* [SOURCE MATERIAL]
--- START ---
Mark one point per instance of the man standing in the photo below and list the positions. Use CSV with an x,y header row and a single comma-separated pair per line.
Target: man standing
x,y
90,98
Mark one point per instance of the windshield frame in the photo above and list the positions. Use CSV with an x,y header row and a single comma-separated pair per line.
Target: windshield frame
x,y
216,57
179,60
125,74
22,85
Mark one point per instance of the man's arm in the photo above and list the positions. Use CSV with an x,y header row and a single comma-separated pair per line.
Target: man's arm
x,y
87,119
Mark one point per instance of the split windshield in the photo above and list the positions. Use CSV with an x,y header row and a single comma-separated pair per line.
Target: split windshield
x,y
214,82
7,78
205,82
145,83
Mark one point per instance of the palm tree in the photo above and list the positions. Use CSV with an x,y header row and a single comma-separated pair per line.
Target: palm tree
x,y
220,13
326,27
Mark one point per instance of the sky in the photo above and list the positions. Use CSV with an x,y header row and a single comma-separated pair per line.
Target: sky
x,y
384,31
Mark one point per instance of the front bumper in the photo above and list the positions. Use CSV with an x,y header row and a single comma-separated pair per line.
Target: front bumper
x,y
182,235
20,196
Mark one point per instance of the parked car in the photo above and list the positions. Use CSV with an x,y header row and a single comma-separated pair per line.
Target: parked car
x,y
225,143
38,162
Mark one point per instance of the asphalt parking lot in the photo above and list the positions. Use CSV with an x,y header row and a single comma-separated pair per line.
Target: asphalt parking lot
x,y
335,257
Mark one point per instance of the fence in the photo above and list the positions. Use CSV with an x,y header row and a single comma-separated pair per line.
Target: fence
--- END ---
* [WORK ORDER] Print the data in full. Match it exactly.

* [RESULT BELOW]
Mark one point per instance of the man standing in the photo below and list the positions. Use CSV with an x,y header row and a single comma-separated pair per line.
Target: man standing
x,y
90,98
Mark one point per instance of the windshield frame in the photo above and list the positions. Use CSV with an x,y header row and a single comma-separated pair per line.
Target: windshield frame
x,y
216,57
179,60
125,74
22,85
Mark one point per instance of the man's arm in the photo above and list the positions. Use CSV with an x,y header row and a single comma-separated pair per line.
Target: man's arm
x,y
87,119
Mark one point per instance of the split windshield in the photo above and list the positions. Use CSV with an x,y header row and a single comma-separated pair per line.
Target: split windshield
x,y
214,82
7,78
205,82
145,83
Mark one point per instance of the palm tree in the photo above and list the positions. Use CSV with an x,y header row and a single comma-separated pair per line.
Target: palm tree
x,y
220,13
326,27
Mark one point per instance of the sky in the photo above and list the positions. Use CSV with an x,y header row and a single comma-separated pair per line.
Target: sky
x,y
384,31
Mark one point per instance of the front bumper in the photo above and list the positions. Use CSV with an x,y header row and a single comma-separated pair per line.
Target: front bumper
x,y
182,235
20,196
Mark one point per instance of the parked car in the photo above and list the positions. Use CSV with an x,y header row and a single comma-separated pair per line.
Target: parked car
x,y
225,143
38,162
Mark one point per instance of the asphalt parking lot in the photo above and list the positions. Use CSV with an x,y header row and a single comma-separated pair per line.
Target: asphalt parking lot
x,y
335,257
Mark one point per instance of the fence in the photo above and list the positions. Use CSV with an x,y header row and a single comma-separated pair per line.
Target: fence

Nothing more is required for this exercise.